• _Instructions for the task_
All entries are to be repeated exactly as shown below.

==============================

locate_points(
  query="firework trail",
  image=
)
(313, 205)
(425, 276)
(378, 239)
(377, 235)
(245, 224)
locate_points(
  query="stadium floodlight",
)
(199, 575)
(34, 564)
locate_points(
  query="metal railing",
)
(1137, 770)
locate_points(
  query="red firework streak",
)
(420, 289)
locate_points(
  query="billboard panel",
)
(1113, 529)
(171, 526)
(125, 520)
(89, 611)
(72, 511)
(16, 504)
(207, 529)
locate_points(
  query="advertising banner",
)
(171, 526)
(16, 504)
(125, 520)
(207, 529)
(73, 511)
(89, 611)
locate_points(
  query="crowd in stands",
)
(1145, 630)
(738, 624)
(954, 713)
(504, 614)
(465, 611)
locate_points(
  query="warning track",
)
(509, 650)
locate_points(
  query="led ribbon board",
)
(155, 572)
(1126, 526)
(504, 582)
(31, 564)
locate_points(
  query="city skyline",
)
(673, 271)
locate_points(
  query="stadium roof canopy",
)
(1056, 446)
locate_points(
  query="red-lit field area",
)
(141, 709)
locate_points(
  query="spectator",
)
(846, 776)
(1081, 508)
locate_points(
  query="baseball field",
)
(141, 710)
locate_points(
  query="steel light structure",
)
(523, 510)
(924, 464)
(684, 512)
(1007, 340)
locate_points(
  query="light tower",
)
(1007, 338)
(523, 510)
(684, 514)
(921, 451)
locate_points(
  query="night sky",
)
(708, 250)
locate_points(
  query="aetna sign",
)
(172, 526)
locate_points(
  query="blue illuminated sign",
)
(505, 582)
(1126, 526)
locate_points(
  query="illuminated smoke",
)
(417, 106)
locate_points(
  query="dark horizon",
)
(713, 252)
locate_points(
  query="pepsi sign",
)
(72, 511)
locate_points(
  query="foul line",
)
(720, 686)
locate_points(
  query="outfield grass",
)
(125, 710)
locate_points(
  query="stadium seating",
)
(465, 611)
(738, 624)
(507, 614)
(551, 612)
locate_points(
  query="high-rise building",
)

==============================

• _Response area_
locate_points(
  query="firework trail",
  image=
)
(313, 205)
(425, 276)
(378, 239)
(377, 235)
(245, 224)
locate_points(
  query="stadium floodlight",
)
(199, 575)
(34, 564)
locate_points(
  query="metal railing",
)
(1137, 770)
locate_points(
  query="red firework streak",
)
(420, 289)
locate_points(
  query="billboard panel",
)
(1113, 529)
(171, 526)
(125, 520)
(89, 611)
(72, 511)
(16, 504)
(207, 529)
locate_points(
  query="advertising banner",
)
(171, 526)
(16, 504)
(125, 520)
(207, 529)
(73, 511)
(89, 611)
locate_points(
  query="crowd in stands",
)
(1145, 630)
(738, 624)
(954, 713)
(504, 614)
(465, 611)
locate_points(
  query="warning track",
)
(509, 650)
locate_points(
  query="led ribbon board",
)
(155, 572)
(1126, 526)
(504, 582)
(31, 564)
locate_points(
  query="city skyline",
)
(673, 271)
locate_points(
  query="stadium roof canopy",
)
(1056, 446)
locate_points(
  query="red-lit field area",
)
(141, 709)
locate_points(
  query="spectator",
)
(846, 776)
(1081, 508)
locate_points(
  query="baseball field",
)
(141, 710)
locate_points(
  query="steel light structure",
)
(523, 510)
(924, 464)
(684, 512)
(1007, 340)
locate_points(
  query="light tower",
)
(1007, 338)
(523, 510)
(684, 514)
(921, 451)
locate_points(
  query="night sky",
)
(708, 250)
locate_points(
  query="aetna sign",
)
(172, 526)
locate_points(
  query="blue illuminated sign",
)
(505, 582)
(1126, 526)
locate_points(
  query="illuminated smoke",
)
(417, 106)
locate_points(
  query="dark horizon",
)
(713, 252)
locate_points(
  query="pepsi sign",
)
(72, 511)
locate_points(
  query="foul line",
)
(720, 686)
locate_points(
  query="outfield grass",
)
(125, 710)
locate_points(
  query="stadium seating",
)
(465, 611)
(738, 624)
(507, 614)
(551, 612)
locate_points(
  query="high-rise building",
)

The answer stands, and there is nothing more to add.